* **Tasks for this exercise**
• 1. Translate this sentence from the passage on the state into Spanish: "Hundreds of thousands of troops couldn't take Baghdad."
• 2. Please reproduce the passage on the state word for word, starting at "You: I would" and ending at "utopia stop this?".
[begin Passage provided]
The state doesn't provide order - it is the absence of order, the exception to the rules. It's not the path into a bright future - it is the warrior culture, clawing at civilization, attempting to drag it back into the past. The state is the jungle, and only when humanity can finally shed itself of this final animal superstition might we begin to reach something like our full height as a species.

Stranger: In your stateless society, Someone gathering enough wealth to create a militia and gather a following of like-minded individuals and forming a government while claiming land and weaker individuals as under their jurisdiction

Stranger: How would you stop this from occurring

You: So - worst case scenario - a state starts to form? :P

Stranger: They could even call themselves a private institution for all I care... but by all means it is the formation of a government

You: I would say that people should first call them by what they are - thugs.

Stranger: Let's say it's a dictatorship

Stranger: Or, it becomes one

Stranger: How would your stateless utopia stop this?

Stranger: Which I see as inevitable, in case in history of the fall of a government... anarchy is short-lived and another takes it's place

You: Sure - No matter what form of state it is - I would say it depends almost entirely on perceived legitimacy. They're hopelessly outnumbered otherwise. Hundreds of thousands of troops couldn't take Baghdad. When you actually look at the number of politicians, and the number of enforcers (assuming the enforcers wouldn't be disillusioned), it really is logistically impossible I believe.
[end Passage provided]
[begin Information provided]
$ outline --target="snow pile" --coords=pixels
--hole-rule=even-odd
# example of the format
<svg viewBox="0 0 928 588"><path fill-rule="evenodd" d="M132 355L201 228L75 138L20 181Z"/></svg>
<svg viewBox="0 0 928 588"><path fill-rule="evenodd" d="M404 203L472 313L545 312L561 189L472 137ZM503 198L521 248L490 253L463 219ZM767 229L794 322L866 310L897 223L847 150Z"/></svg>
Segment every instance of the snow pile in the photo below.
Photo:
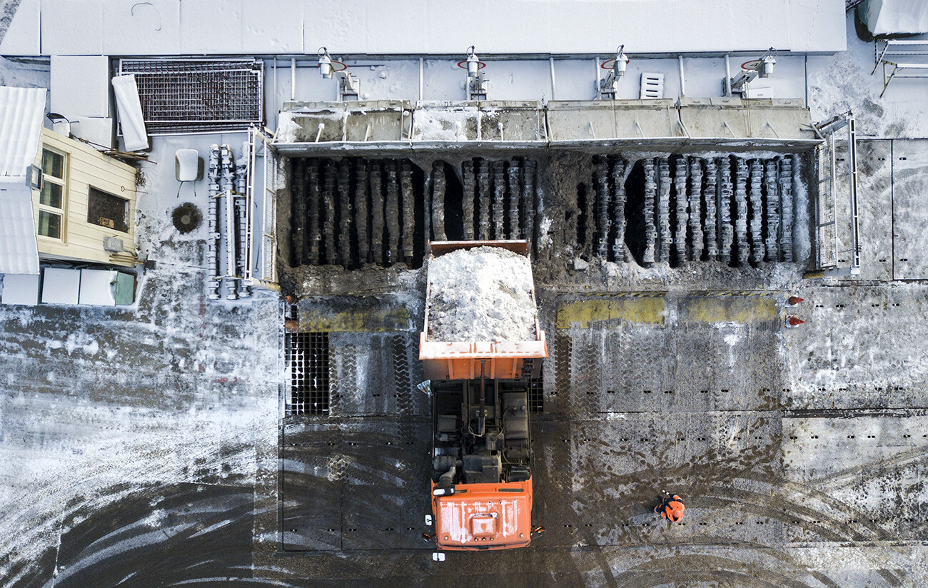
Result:
<svg viewBox="0 0 928 588"><path fill-rule="evenodd" d="M429 262L429 285L431 340L535 340L528 258L496 247L452 251Z"/></svg>

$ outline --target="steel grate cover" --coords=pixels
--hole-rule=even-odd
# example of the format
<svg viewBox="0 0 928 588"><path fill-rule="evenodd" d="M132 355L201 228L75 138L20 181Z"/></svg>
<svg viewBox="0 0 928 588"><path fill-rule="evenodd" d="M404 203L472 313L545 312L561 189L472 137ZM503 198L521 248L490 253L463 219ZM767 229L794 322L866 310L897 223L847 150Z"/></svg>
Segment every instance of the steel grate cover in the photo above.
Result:
<svg viewBox="0 0 928 588"><path fill-rule="evenodd" d="M535 372L535 362L541 360L526 359L525 371ZM539 369L537 377L528 378L528 410L530 413L545 412L545 377L544 373Z"/></svg>
<svg viewBox="0 0 928 588"><path fill-rule="evenodd" d="M287 333L287 415L329 415L329 333Z"/></svg>
<svg viewBox="0 0 928 588"><path fill-rule="evenodd" d="M148 134L247 130L264 121L264 75L253 59L121 59L135 74Z"/></svg>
[end Information provided]
* **Replies**
• 1. Cientos de miles de soldados no pudieron tomar Bagdad.

• 2.
You: I would say that people should first call them by what they are - thugs.

Stranger: Let's say it's a dictatorship

Stranger: Or, it becomes one

Stranger: How would your stateless utopia stop this?